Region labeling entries
┌──

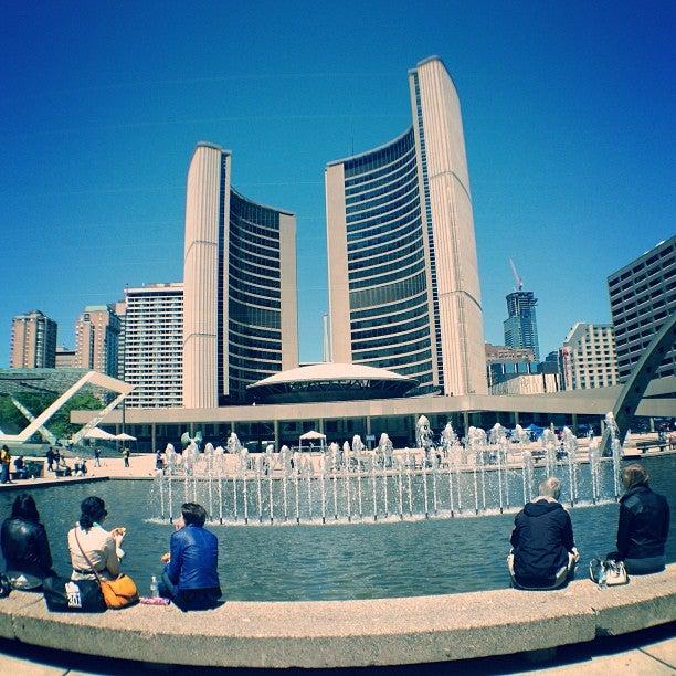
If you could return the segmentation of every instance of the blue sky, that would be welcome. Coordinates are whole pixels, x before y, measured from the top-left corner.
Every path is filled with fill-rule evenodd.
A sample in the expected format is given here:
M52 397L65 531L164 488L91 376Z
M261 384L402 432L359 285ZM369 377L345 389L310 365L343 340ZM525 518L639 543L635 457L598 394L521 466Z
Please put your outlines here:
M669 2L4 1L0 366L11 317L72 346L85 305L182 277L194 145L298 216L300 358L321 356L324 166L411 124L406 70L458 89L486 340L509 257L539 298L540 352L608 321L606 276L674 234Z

└──
┌──

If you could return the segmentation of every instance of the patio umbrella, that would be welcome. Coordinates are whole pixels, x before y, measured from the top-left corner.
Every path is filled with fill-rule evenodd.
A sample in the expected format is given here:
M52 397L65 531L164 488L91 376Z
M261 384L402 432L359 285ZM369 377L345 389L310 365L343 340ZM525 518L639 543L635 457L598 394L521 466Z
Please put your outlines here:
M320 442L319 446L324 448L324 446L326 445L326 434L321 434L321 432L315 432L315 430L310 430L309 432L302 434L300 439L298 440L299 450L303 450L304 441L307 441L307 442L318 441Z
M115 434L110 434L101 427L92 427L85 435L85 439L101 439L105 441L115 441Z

└──

AIM OF THE TASK: What are the lines from the one containing "of the patio" through the one containing "M115 434L110 434L101", both included, quoted word for word?

COMPLETE OUTPUT:
If you could return the segmentation of every instance of the patio umbrella, that would be welcome. Coordinates are whole pixels, x before y, measured from the top-left corner.
Every path is filled with fill-rule evenodd.
A sample in the expected format is given here:
M52 397L65 531L164 488L91 376Z
M261 384L402 432L359 285ZM369 377L345 389L310 365L343 340ZM525 518L639 543L635 457L598 394L521 466Z
Please put your outlines here:
M320 442L319 446L324 448L324 446L326 445L326 434L321 434L321 432L315 432L315 430L310 430L309 432L302 434L300 439L298 440L299 450L303 450L304 441L307 441L307 442L318 441Z
M115 434L110 434L101 427L92 427L85 435L85 439L101 439L105 441L115 441Z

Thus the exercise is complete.